§ **EXCERPTED TEXT**
════════════════════

In article <33c425d1...@news.iastate.edu>,

Ryan Bergman <ry...@iastate.edu> wrote:
|On 9 Jul 1997 02:48:11 GMT, tp...@norman.ssc.wisc.edu (Tingli Pan)
|wrote:
|
|>In article <868399...@dejanews.com>, <in...@hotmail.com> wrote:
|>|Now China is very happy about ending the 150+ years of colonial rule in
|>|Hong Kong and getting re-united with its main land. China has even
|>|bigger ambitions of re uniting Taiwan before 1999. But,it still remains
|>|a question whether the people of Hong Kong will have the democracy,
|>|free speech and Press. Well let us wish they will..
|>|
|>|The aspirations of Chinese is fulfilled with the reunification of Hong
|>|Kong. Similarly will the Chinese respect the aspirations of others like
|>|Tibetans ? Can Chinese answer these questions please..
|>|
|>I think considerering Tibet is part of China is always the policy of
|>Indian government.
|>
|>|1. As Britain gave up its rights on Hong Kong, will the china also give
|>| up its rights on forcefully occupied TIBET ?

════════════════════

§ **MATERIAL SUPPLIED**
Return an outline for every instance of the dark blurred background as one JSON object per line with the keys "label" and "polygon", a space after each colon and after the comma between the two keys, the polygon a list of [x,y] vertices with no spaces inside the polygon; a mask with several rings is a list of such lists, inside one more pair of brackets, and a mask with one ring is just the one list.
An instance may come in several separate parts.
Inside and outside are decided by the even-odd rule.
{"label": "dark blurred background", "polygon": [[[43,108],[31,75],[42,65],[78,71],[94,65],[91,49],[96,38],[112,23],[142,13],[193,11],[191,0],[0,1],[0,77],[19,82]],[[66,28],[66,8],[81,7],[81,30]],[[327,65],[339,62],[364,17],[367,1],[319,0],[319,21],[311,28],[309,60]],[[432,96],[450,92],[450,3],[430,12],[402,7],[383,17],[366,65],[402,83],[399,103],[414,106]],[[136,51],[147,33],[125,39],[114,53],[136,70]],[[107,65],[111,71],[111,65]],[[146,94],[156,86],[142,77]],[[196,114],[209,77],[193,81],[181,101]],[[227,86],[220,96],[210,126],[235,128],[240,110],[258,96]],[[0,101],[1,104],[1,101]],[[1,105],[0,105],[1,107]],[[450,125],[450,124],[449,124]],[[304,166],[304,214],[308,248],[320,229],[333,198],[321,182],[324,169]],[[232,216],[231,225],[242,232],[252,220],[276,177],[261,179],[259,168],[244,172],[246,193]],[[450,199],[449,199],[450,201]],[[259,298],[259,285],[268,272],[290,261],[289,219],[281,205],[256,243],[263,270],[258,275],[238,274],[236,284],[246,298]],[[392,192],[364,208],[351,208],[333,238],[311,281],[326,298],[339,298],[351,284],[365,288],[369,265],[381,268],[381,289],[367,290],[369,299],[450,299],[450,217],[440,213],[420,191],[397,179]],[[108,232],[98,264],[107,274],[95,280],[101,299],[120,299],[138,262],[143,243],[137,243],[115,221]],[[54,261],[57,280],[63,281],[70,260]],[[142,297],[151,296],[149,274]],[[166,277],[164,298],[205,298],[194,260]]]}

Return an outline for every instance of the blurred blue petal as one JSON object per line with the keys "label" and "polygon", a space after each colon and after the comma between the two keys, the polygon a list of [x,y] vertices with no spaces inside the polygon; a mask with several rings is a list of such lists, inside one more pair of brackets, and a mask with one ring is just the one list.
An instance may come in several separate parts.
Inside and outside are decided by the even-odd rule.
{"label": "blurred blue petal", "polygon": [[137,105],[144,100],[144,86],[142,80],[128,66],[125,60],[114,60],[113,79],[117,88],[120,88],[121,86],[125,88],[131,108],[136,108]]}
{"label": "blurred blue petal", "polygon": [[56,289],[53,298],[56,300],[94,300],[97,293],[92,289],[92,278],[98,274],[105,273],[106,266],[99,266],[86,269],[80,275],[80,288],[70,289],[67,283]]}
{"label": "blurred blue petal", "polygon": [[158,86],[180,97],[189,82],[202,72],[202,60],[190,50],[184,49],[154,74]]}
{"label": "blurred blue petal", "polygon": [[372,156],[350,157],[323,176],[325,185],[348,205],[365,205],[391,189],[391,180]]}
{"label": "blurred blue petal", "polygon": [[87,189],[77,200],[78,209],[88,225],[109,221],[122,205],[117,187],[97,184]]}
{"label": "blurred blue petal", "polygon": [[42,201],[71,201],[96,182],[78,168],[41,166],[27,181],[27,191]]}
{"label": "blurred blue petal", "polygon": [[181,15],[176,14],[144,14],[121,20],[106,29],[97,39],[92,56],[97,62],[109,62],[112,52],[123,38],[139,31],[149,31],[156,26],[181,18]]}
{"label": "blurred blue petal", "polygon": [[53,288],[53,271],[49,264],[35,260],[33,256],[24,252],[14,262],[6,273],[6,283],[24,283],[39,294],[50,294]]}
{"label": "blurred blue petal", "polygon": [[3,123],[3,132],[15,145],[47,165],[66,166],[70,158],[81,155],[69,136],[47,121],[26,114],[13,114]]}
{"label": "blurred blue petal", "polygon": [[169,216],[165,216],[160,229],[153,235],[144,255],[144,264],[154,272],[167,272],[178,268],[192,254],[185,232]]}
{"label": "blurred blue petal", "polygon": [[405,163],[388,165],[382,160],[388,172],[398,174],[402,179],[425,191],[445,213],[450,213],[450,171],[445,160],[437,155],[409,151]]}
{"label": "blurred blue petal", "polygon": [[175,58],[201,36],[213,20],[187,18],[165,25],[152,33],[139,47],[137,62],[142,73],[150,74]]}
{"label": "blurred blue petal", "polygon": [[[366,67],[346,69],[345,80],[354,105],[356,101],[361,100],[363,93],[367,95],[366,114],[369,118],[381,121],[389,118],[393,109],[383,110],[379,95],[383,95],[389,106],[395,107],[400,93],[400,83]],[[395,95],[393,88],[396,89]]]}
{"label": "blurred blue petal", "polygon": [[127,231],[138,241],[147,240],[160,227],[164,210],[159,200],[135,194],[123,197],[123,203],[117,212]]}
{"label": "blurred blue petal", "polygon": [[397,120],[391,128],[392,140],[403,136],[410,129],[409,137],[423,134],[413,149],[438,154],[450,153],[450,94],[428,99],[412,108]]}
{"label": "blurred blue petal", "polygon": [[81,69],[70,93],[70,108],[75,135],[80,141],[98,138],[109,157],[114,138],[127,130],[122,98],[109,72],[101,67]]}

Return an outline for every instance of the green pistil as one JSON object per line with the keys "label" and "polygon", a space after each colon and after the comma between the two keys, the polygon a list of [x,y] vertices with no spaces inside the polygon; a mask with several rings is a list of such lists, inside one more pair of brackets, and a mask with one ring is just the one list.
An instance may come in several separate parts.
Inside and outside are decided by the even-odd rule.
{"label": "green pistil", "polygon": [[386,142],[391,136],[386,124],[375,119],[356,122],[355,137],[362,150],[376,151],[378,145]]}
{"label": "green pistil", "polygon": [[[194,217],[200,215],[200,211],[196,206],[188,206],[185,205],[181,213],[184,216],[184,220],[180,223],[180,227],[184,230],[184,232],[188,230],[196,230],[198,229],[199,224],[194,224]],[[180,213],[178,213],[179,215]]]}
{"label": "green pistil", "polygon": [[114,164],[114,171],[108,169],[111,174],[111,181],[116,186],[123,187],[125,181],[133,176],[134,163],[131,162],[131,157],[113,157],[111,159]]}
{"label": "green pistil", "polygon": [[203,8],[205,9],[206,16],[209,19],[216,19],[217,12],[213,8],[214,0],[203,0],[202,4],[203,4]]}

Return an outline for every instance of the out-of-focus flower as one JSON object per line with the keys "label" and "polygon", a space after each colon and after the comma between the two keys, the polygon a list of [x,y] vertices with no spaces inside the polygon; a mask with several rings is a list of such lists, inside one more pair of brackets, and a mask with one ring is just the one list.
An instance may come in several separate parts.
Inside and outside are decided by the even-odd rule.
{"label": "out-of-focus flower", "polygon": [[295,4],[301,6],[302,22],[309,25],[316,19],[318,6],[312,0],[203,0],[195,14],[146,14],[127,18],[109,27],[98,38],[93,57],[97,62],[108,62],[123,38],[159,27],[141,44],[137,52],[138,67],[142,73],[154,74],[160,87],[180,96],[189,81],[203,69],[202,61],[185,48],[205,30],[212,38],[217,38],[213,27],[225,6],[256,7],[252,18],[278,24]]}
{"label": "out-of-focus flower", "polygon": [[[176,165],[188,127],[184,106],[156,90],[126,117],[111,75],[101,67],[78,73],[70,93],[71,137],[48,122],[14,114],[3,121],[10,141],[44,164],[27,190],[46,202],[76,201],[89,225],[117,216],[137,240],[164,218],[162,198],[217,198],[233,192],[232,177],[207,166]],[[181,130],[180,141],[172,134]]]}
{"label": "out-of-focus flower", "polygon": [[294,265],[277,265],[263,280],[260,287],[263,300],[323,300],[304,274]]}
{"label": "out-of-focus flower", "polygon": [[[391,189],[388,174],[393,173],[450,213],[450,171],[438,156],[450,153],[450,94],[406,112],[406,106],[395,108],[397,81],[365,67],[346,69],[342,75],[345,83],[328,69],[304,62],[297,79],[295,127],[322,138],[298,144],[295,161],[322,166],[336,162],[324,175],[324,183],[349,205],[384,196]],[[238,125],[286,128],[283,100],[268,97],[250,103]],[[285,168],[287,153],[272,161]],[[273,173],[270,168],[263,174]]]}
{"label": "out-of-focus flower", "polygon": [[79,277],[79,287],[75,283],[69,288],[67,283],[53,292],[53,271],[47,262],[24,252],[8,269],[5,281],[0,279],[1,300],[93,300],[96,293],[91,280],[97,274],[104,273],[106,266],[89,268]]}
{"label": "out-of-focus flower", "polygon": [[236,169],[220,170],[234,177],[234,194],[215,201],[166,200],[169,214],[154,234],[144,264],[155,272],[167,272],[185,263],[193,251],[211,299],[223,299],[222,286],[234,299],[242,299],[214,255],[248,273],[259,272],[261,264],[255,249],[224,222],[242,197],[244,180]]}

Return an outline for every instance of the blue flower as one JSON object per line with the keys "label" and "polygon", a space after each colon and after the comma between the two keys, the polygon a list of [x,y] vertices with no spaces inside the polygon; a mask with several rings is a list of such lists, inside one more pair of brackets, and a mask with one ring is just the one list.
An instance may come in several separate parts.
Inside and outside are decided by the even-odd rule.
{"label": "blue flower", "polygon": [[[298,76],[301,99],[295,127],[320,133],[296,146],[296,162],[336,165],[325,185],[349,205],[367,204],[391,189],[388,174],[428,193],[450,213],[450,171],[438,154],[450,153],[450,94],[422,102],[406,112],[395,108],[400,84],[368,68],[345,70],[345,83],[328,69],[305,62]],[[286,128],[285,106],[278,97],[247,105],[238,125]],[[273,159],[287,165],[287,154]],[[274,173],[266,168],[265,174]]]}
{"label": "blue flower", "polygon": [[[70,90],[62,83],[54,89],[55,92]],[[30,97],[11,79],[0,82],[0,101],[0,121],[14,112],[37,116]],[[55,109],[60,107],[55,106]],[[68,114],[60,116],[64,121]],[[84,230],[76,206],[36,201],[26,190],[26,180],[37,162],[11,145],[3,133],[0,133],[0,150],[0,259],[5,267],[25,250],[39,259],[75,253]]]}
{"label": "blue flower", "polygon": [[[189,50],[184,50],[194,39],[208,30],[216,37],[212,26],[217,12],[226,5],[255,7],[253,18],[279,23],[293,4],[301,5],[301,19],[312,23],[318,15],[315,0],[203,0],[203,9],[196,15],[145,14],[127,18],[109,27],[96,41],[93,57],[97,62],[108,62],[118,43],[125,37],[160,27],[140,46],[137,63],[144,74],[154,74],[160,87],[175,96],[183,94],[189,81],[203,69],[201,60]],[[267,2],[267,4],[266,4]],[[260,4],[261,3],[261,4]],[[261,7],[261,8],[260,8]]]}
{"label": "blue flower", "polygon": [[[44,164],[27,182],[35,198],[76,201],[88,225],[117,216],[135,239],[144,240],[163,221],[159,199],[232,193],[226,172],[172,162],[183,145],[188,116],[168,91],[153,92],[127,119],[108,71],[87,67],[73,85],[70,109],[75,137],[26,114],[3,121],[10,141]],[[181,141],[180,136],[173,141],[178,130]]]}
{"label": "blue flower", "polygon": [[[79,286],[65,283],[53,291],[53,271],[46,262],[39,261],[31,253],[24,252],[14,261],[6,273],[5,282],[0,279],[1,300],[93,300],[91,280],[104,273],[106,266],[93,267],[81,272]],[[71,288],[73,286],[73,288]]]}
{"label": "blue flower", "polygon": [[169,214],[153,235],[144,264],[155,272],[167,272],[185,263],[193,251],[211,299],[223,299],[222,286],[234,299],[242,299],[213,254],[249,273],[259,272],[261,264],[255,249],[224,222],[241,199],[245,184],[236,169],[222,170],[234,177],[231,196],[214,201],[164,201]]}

════════════════════

§ **TO DO**
Set down, word for word, the stretch of the Hong Kong newsgroup post from "Ryan Bergman <ry...@iastate.edu>" to "these questions please..".

§ **RESPONSE**
Ryan Bergman <ry...@iastate.edu> wrote:
|On 9 Jul 1997 02:48:11 GMT, tp...@norman.ssc.wisc.edu (Tingli Pan)
|wrote:
|
|>In article <868399...@dejanews.com>, <in...@hotmail.com> wrote:
|>|Now China is very happy about ending the 150+ years of colonial rule in
|>|Hong Kong and getting re-united with its main land. China has even
|>|bigger ambitions of re uniting Taiwan before 1999. But,it still remains
|>|a question whether the people of Hong Kong will have the democracy,
|>|free speech and Press. Well let us wish they will..
|>|
|>|The aspirations of Chinese is fulfilled with the reunification of Hong
|>|Kong. Similarly will the Chinese respect the aspirations of others like
|>|Tibetans ? Can Chinese answer these questions please..